Problem description
Leave out the pictures and transcribe the rest of the records exactly.

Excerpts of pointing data
* BEGIN *

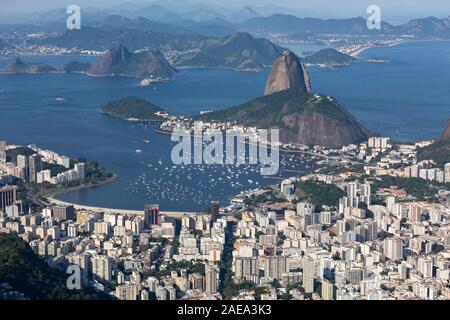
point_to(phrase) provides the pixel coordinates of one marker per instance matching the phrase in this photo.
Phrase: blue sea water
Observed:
(405, 99)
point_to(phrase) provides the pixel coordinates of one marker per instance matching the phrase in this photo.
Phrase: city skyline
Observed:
(393, 11)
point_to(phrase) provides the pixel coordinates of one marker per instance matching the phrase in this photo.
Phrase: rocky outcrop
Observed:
(105, 65)
(143, 64)
(288, 73)
(301, 118)
(445, 135)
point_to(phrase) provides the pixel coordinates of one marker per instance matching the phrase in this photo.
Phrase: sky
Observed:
(392, 10)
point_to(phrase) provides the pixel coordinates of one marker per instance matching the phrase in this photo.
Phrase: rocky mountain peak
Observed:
(288, 72)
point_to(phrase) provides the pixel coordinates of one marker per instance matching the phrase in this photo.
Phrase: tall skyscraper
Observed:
(327, 290)
(211, 276)
(102, 267)
(64, 212)
(151, 215)
(80, 169)
(393, 248)
(246, 269)
(447, 172)
(7, 197)
(2, 151)
(35, 166)
(23, 167)
(214, 211)
(275, 266)
(308, 275)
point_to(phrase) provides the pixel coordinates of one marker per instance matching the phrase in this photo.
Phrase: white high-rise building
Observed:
(211, 277)
(102, 267)
(447, 172)
(308, 275)
(80, 169)
(393, 248)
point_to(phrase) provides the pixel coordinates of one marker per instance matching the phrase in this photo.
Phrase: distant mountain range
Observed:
(19, 66)
(117, 61)
(174, 16)
(239, 51)
(301, 116)
(144, 64)
(329, 58)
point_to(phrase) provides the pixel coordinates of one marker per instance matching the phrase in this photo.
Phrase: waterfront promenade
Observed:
(172, 214)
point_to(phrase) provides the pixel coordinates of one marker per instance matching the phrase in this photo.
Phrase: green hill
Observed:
(26, 272)
(438, 151)
(19, 66)
(75, 67)
(302, 118)
(239, 51)
(132, 108)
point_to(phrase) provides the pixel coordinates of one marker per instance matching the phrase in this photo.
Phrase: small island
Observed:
(134, 109)
(150, 65)
(329, 58)
(19, 66)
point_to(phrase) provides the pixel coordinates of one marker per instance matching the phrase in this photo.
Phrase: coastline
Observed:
(50, 194)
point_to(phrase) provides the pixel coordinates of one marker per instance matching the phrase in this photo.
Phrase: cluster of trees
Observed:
(26, 272)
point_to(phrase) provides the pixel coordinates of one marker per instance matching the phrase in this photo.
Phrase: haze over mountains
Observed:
(301, 116)
(213, 20)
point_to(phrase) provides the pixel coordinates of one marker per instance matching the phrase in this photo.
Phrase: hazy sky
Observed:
(392, 10)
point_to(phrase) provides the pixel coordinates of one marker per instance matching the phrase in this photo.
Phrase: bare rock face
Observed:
(288, 73)
(105, 65)
(446, 133)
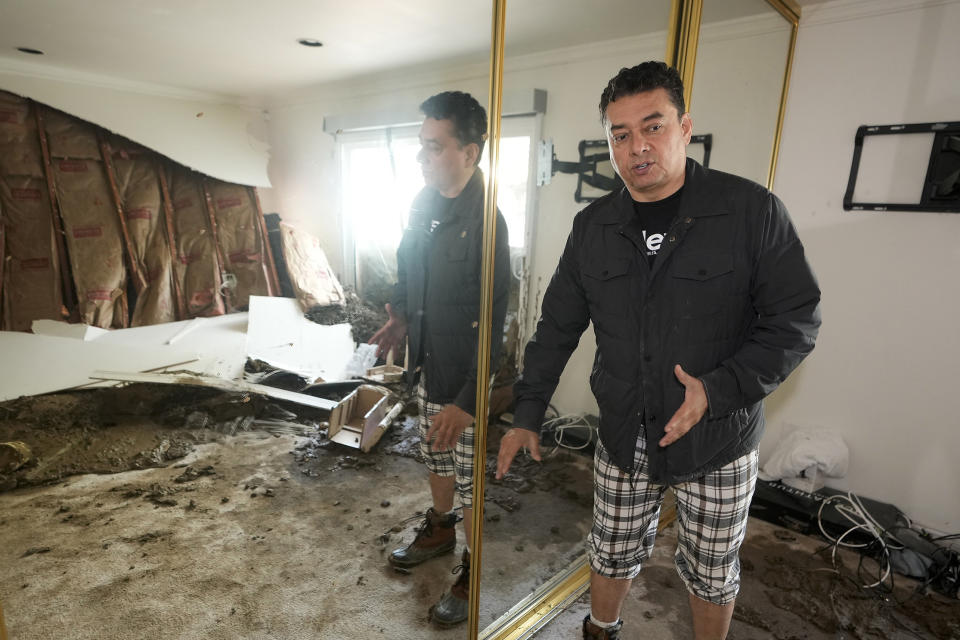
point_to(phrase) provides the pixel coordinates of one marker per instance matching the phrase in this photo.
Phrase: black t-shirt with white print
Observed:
(653, 219)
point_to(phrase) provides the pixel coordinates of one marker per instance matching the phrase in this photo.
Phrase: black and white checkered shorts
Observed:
(711, 513)
(458, 462)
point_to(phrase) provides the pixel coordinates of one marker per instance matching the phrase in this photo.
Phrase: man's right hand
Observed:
(512, 441)
(390, 334)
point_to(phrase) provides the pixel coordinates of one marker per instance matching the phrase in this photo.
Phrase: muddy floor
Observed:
(192, 532)
(222, 516)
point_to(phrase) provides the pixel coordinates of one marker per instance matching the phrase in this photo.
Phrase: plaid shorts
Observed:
(457, 463)
(711, 512)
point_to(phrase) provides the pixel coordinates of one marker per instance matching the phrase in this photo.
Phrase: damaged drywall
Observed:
(31, 282)
(106, 231)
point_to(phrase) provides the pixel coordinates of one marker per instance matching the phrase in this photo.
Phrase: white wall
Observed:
(886, 370)
(303, 165)
(736, 91)
(201, 131)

* END *

Reply
point_to(phrase) provides the pixel coordinates of one marker per instance matching the phrase in this photo.
Phrase: blue sea water
Observed:
(405, 99)
point_to(phrase) provides the pixel coordinates of one marker per instance matching the phrase in this photo.
Phrase: city skyline
Observed:
(393, 11)
point_to(phrase) provides the pixel coordinates of one marker per instance matching the phrase in this photo.
Phrase: rocky outcrop
Observed:
(105, 65)
(143, 64)
(288, 73)
(301, 118)
(445, 135)
point_to(phrase) provides the pixel coordinates of one marker per instance matching the phrase in this photo.
Phrase: sky
Observed:
(392, 10)
point_to(phrase) provides the pixel coordinates of one marker per instance matching the phrase in this photo.
Phrase: rocky mountain peak
Observed:
(288, 72)
point_to(phrase) provides the pixel coordinates of one marker per instance matching the phrase in this photo.
Phrase: tall skyscraper
Observed:
(327, 290)
(211, 276)
(102, 267)
(64, 212)
(151, 215)
(80, 169)
(393, 248)
(246, 269)
(447, 172)
(7, 197)
(2, 151)
(35, 166)
(23, 167)
(214, 211)
(275, 266)
(308, 275)
point_to(phrase) provides the pixel coordinates of one marker per instance matching the phrase in this photo.
Phrase: white high-rise building
Observed:
(211, 277)
(102, 267)
(447, 172)
(308, 275)
(80, 169)
(393, 248)
point_to(phrase) provides the pixel coordinates of one marker per instance matching the phrase in this photo.
Phrase: distant mountain range
Observed:
(19, 66)
(117, 61)
(174, 16)
(239, 51)
(301, 116)
(144, 64)
(329, 58)
point_to(phrase) provides the pixel coordinates of one marker per instance matching the phrase in this photo.
Phrase: waterfront promenade
Observed:
(172, 214)
point_to(phrase) provides the pixel coordinates of one marker per instance matching the phrase in this photo.
Phrase: green hill
Observed:
(26, 272)
(438, 151)
(19, 66)
(75, 67)
(302, 118)
(239, 51)
(132, 108)
point_to(phrase) provides the pixel coordinates of one marker per instance matching the phrase in this photo.
Phrase: small island
Observed:
(134, 109)
(150, 65)
(329, 58)
(19, 66)
point_to(phrase) provides the pixel coordinates of one marker per instance matching the phrase in this photo.
Phrase: coastline
Observed:
(50, 194)
point_to(phrase) provides the pixel coordinates of one marker per instance matching the phrase in this photo.
Phrase: cluster of trees
Observed:
(26, 272)
point_to(phrase) provides the pixel coordinates of one marker per instance matching the phrase in this photo.
Phrase: haze over mountains
Observed:
(301, 116)
(213, 20)
point_to(phrase) provides the pixel coordinates of one marker per instance matching the phrase in this photo.
Phrase: hazy sky
Observed:
(392, 10)
point_to(phrase) provides the pixel coordinates of one marker per instance matching the phrase in this photo.
Phrase: bare rock face
Observed:
(288, 73)
(105, 65)
(446, 133)
point_to(phrase) provides the pixel coordinates of one marker per instance matching the phrase in this photo.
Phrase: black t-shirt with white print
Observed:
(653, 219)
point_to(phrase) provides the pixel coordinates of one marker per instance matching the phrase in this photo.
Phrase: black and white checkered shorts
Observed:
(711, 513)
(458, 462)
point_to(phrase) provides the pixel coordinates of one marker per instance matching the phrase in this photo.
Phrase: man's right hand
Observed:
(512, 441)
(390, 334)
point_to(phrase) provides the pixel coordinates of one marker per instance matching the phrase in this photo.
Phrase: muddy floor
Observed:
(192, 532)
(222, 516)
point_to(phrase) provides the pixel coordinates of one marker per instance matching the phrase in this photo.
Phrase: plaid shorts
Observed:
(457, 463)
(711, 512)
point_to(phrase) provides the pixel coordinates of one marker per instance matching the phrase in this photo.
Phrase: damaged drywall
Observed:
(31, 282)
(106, 231)
point_to(phrase) provides the pixel coordinates of one marker per instance matching the phrase in this photo.
Phrase: white wall
Observed:
(886, 370)
(303, 165)
(736, 91)
(201, 131)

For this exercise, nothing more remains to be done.